VORLIEGENDER TEXT:
Recep Tayyip Erdogan hat die Wahlen in der Türkei wieder gewonnen. Der Wahlsieger hatte sich in seiner Rede zum Wahlsieg stets mokiert über die westliche Presse – zum Beispiel der britische „The Economist“ – gegen ihn ausgesprochen hatte. Tatsächlich sieht ein wirtschaftlicher Zusammenbruch aber anders aus. Die türkische Währung kennt derzeit zwar nur eine Richtung, nämlich abwärts.  Der große Knall aber, mit dem viele gerechnet hatten, ist zunächst ausgeblieben. Der Leitindex notierte am Montag und Dienstag nach der Wahl im Plus – und zwar ordentlich: Insgesamt zehn Prozent stieg der BIST 100 (Borsa Istanbul 100 Index) seit vergangenem Freitag. Die türkische Lira verlor wie erwartet an Wert und notiert seit dem Sieg Erdogans knapp vier Prozent schwächer – allerdings ist auch das eine erwartbare Schwäche und kein Währungskollaps. Wie also geht es weiterTatsächlich könnte der Grund für die aktuelle Erholung an den Börsen das Ende der Unsicherheit sein. „Positiv muss man sehen: Man weiß, was man kriegt“, sagt Hasan Alkas, Professor für Mikroökonomie mit dem Schwerpunkt internationale Märkte an der Hochschule Rhein-Waal in Kleve. Trotz Parteimitgliedschaft in der Oppositionspartei CHP hat er einen eher unaufgeregten Blick auf die wirtschaftliche Situation in der Türkei: Erdogan werde weiterhin versuchen, das Land mit niedrigen Zinsen auf Wachstumskurs zu bringen. „Das führt zu einem halb-planwirtschaftlichen Mix aus Preisobergrenzen und Devisen-Interventionen, den man aus den vergangenen Jahren bereits kennt.“

Strukturell steckt die Türkei in einer ähnlichen Misere wie viele Schwellenländer.

Das Land importiert mehr, als es exportiert. Da diese Importe (neben Konsumgütern aus der EU geht es vor allem um Öl und Gas aus Russland) mit US-Dollar bezahlt werden müssen, steht die Lira ständig unter Abwertungsdruck. Helfen könnten hohe Leitzinsen: Diese würden das Land für internationales Kapital attraktiver machen, und dieses sogenannte „hot money“ könnte den Wert der Lira stabilisieren. Dass Leitzinsen oberhalb der Inflation liegen müssen, damit die Preissteigerungen zurückgehen, ist Konsens unter den meisten Zentralbankern der Welt.

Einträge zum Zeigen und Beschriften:
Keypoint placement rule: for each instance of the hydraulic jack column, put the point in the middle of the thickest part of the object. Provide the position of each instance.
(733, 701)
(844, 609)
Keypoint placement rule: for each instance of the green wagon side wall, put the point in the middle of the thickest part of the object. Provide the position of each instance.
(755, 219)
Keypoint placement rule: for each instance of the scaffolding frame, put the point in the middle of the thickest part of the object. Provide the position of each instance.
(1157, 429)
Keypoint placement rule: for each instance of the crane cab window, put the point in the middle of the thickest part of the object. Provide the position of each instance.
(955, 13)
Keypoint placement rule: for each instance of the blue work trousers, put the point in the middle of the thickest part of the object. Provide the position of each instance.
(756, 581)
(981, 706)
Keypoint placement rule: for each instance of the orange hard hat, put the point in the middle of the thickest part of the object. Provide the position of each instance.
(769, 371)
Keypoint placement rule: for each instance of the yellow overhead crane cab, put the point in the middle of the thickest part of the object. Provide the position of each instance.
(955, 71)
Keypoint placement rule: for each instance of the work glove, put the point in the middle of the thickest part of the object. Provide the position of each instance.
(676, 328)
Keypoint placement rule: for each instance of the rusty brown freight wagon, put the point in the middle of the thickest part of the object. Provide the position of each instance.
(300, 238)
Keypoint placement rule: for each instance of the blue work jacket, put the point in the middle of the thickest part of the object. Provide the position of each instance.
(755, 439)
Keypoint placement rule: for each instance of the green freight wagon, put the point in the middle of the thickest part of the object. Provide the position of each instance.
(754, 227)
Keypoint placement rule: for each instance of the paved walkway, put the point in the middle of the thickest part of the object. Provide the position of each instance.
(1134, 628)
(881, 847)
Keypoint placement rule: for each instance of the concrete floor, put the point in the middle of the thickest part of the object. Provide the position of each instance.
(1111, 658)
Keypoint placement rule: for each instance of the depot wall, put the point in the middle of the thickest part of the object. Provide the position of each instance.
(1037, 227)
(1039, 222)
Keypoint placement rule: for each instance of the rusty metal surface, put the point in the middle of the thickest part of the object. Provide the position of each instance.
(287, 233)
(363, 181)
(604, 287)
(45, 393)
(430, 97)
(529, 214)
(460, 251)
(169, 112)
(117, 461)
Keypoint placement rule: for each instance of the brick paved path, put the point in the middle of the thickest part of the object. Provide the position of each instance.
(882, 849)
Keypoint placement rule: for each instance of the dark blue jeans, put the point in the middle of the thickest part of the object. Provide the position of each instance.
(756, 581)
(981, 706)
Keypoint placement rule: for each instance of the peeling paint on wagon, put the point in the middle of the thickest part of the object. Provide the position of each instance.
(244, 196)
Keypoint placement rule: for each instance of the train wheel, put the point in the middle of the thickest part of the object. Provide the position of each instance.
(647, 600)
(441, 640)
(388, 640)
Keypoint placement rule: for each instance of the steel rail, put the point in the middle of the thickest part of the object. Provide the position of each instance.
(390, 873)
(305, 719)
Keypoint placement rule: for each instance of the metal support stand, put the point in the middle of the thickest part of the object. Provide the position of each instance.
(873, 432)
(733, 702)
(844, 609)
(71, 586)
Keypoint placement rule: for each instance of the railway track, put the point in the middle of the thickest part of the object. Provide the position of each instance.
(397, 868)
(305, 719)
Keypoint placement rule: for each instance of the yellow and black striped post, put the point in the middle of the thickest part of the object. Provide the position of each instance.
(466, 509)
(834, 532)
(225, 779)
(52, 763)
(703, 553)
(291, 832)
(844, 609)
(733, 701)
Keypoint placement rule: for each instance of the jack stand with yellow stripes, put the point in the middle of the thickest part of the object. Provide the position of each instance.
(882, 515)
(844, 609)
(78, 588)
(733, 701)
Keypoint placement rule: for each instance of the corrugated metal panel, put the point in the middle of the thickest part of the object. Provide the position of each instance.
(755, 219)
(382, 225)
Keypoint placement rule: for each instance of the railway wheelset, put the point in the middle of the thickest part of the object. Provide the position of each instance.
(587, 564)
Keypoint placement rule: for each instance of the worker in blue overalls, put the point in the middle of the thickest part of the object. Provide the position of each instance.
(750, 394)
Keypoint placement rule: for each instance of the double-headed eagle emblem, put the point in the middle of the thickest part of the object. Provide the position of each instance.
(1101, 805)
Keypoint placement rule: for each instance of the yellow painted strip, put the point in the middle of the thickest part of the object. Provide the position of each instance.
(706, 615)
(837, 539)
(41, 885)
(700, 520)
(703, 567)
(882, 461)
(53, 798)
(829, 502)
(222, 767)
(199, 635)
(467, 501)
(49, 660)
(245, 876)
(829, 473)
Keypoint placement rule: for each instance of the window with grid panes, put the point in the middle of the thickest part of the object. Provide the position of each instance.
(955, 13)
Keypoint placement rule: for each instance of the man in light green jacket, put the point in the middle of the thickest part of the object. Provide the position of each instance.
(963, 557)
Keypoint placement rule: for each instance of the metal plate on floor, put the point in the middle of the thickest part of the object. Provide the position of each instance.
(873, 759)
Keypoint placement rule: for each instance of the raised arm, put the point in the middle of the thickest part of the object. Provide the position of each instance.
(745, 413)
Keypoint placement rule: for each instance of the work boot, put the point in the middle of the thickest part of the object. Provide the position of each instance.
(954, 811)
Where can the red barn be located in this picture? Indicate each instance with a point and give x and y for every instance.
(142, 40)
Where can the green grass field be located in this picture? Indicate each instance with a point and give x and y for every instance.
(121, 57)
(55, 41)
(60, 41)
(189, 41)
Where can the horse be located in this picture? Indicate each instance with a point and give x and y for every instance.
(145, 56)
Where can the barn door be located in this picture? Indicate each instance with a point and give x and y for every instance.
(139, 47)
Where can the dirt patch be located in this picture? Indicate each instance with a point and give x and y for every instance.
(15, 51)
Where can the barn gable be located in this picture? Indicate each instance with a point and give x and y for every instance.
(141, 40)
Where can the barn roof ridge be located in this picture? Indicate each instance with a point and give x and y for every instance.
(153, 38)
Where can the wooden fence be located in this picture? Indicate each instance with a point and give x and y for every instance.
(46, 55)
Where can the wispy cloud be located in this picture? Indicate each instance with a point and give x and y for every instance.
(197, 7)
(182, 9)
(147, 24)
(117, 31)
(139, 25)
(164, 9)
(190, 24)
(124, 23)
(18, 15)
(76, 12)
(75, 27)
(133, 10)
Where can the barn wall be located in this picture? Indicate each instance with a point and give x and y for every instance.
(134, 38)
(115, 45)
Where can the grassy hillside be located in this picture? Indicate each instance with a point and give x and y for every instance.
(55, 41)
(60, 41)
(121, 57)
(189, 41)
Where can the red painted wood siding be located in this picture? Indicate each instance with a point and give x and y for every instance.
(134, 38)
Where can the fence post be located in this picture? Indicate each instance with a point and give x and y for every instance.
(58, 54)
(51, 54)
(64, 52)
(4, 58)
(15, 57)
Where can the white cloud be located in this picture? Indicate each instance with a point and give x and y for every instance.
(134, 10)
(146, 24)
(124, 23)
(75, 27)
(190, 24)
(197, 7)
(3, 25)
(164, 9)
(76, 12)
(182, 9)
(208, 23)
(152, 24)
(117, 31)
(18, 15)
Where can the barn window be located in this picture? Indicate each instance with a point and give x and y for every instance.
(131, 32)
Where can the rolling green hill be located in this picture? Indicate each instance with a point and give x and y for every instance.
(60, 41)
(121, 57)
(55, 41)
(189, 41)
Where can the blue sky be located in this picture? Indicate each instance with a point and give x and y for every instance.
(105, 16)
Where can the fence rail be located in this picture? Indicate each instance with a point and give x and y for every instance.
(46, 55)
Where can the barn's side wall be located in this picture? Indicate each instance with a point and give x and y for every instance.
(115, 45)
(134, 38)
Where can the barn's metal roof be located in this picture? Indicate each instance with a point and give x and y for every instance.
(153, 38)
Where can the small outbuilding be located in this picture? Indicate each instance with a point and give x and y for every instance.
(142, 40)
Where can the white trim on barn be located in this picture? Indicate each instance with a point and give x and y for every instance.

ARBEITSAUFTRAG 1:
Gib den Absatz im Text zur türkischen Wirtschaft, der mit „Das Land importiert mehr“ beginnt, gekürzt als Stichpunktliste wieder.
ARBEITSAUFTRAG 2:
Stimmen die folgenden Aussagen mit dem Text zur türkischen Wirtschaft überein? Antworte jeweils mit Ja oder Nein und belege es mit einem wörtlichen Zitat.
(a) Der BIST 100 ist seit vergangenem Freitag insgesamt um zehn Prozent gestiegen.
(b) Hasan Alkas ist Mitglied der Regierungspartei.
(c) Die Lira notiert seit Erdogans Sieg rund zehn Prozent schwächer.
ARBEITSAUFTRAG 3:
An welcher Hochschule ist Hasan Alkas laut dem Text zur türkischen Wirtschaft Professor?

LÖSUNG 1:
- Die Türkei importiert mehr, als sie exportiert.
- Die Importe werden mit US-Dollar bezahlt. Dabei handelt es sich neben Konsumgütern aus der EU vor allem um Öl und Gas aus Russland. Deshalb steht die Lira ständig unter Abwertungsdruck.
- Hohe Leitzinsen könnten helfen. Sie würden das Land für internationales Kapital („hot money“) attraktiver machen, das den Wert der Lira stabilisieren könnte.
- Unter den meisten Zentralbankern gilt als Konsens, dass Leitzinsen oberhalb der Inflation liegen müssen, damit die Preissteigerungen zurückgehen.

LÖSUNG 2:
(a) Ja: „Insgesamt zehn Prozent stieg der BIST 100 (Borsa Istanbul 100 Index) seit vergangenem Freitag.“
(b) Nein: „Trotz Parteimitgliedschaft in der Oppositionspartei CHP“
(c) Nein: „notiert seit dem Sieg Erdogans knapp vier Prozent schwächer“

LÖSUNG 3:
An der Hochschule Rhein-Waal in Kleve.